PROBLEM REQUIREMENTS :: Arrange all of the material below as a numbered list, one line per item, with blank lines left out. Omit the pictures from your answer.
>> begin
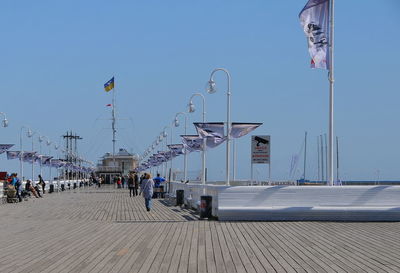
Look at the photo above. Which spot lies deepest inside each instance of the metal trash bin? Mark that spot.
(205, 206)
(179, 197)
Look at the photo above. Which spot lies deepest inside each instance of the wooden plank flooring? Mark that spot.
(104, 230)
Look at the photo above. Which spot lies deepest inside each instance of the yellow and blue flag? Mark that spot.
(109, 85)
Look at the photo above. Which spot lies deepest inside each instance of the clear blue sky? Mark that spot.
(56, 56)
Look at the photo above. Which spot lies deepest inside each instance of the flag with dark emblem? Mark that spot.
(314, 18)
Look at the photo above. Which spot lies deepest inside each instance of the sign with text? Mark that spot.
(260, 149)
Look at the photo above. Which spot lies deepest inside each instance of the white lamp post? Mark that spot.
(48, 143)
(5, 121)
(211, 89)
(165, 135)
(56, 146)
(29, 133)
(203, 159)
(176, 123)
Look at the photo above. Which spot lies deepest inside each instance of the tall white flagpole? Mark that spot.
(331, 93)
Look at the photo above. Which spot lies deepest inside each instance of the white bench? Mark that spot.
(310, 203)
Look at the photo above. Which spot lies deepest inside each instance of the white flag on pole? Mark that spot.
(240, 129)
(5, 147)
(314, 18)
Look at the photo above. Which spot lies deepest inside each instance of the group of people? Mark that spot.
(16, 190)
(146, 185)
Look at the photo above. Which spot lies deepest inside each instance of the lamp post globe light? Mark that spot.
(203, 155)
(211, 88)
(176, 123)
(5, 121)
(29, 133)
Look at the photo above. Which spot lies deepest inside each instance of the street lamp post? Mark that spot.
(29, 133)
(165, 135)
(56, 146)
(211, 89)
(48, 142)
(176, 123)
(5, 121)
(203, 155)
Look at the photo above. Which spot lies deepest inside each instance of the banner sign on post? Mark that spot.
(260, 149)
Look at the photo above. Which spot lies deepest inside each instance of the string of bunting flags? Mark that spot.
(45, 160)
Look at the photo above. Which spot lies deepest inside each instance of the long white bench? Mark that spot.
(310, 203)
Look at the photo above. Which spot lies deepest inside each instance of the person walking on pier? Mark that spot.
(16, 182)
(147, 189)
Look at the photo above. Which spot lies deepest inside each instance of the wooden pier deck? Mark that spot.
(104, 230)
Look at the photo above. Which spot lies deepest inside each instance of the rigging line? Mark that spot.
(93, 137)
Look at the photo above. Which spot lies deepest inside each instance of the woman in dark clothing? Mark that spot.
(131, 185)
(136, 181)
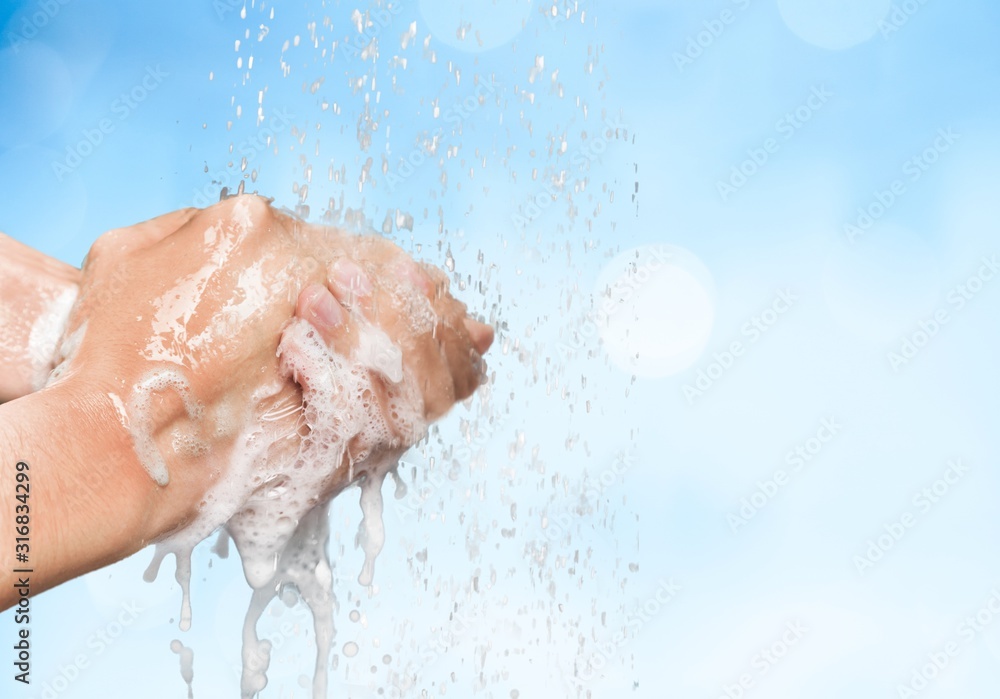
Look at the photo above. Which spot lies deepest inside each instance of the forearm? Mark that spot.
>> end
ANSWER TO THIS TASK ::
1. Look at the photo above. Which spot lies deepest inside each instance of the metal trash bin? Mark that spot.
2. (205, 206)
3. (179, 197)
4. Look at the photo above. Which spot lies deepest inside each instance of the wooden plank flooring? Mark that spot.
5. (104, 230)
6. Look at the photo above. Which spot lies deepest inside each instance of the yellow and blue flag? Mark that spot.
7. (109, 85)
8. Look at the photo above. Which spot lies deepest inside each instance of the clear blue sky? Mark that spot.
9. (56, 56)
10. Look at the photo above. Which spot lies deepest inside each instance of the flag with dark emblem? Mark that spot.
11. (314, 18)
12. Look at the photo above. Which spot lies deepest inside each instance of the sign with text? Mark that spot.
13. (260, 149)
14. Look at the photo above. Which spot lies deepest inside each instance of the white lamp post? Mark that spot.
15. (48, 143)
16. (5, 121)
17. (211, 89)
18. (165, 135)
19. (56, 146)
20. (29, 133)
21. (203, 159)
22. (176, 123)
23. Look at the photo above. Which spot lies deepest inside each instance of the tall white flagpole? Mark that spot.
24. (331, 93)
25. Look at the photo above. Which spot lies deepest inside each instance of the white bench? Mark that spot.
26. (310, 203)
27. Look at the photo above. Which spot lies deepest inside each instance of the white flag on pole? Mark that spot.
28. (240, 129)
29. (5, 147)
30. (314, 18)
31. Look at the photo above. Which spot lies deepest inside each instance of the group of people? Mark that spot.
32. (16, 190)
33. (146, 185)
34. Look at the photo above. Which spot lies deepest inside each instance of the lamp post globe light? Mark that spot.
35. (203, 155)
36. (211, 88)
37. (176, 123)
38. (5, 121)
39. (29, 133)
40. Look at the photo above. Which spot lies deepest inside each instance of the street lamp post? Mark that spot.
41. (29, 133)
42. (165, 135)
43. (56, 146)
44. (211, 89)
45. (48, 142)
46. (176, 123)
47. (5, 121)
48. (203, 155)
49. Look at the photo above. Which spot lies deepest inside each instance of the banner sign on post? Mark that spot.
50. (260, 149)
51. Look at the photo above. Which spot lies deepest inside each instance of the string of bunting flags? Mark that spot.
52. (45, 160)
53. Look at the photo above. Which spot lies deepest inside each instance of the long white bench? Mark that spot.
54. (310, 203)
55. Look at the photo above. Which spot lies deepest inside each instance of the person walking on pier? Mark that spot.
56. (16, 182)
57. (147, 189)
58. Look at the photo above. Which spot lies deepest inside each instance of the wooden pier deck? Mark that spot.
59. (104, 230)
60. Look at the photo above. Which spot lies deepest inside each instance of the rigging line? Mark that spot.
61. (93, 137)
62. Look at the photo above. Which spot lies deepest inside each instance of the woman in dark clothing? Mark that spot.
63. (131, 185)
64. (136, 181)
65. Look at the photo above. Which spot lies deepest inside each instance of the forearm? Mark that spot.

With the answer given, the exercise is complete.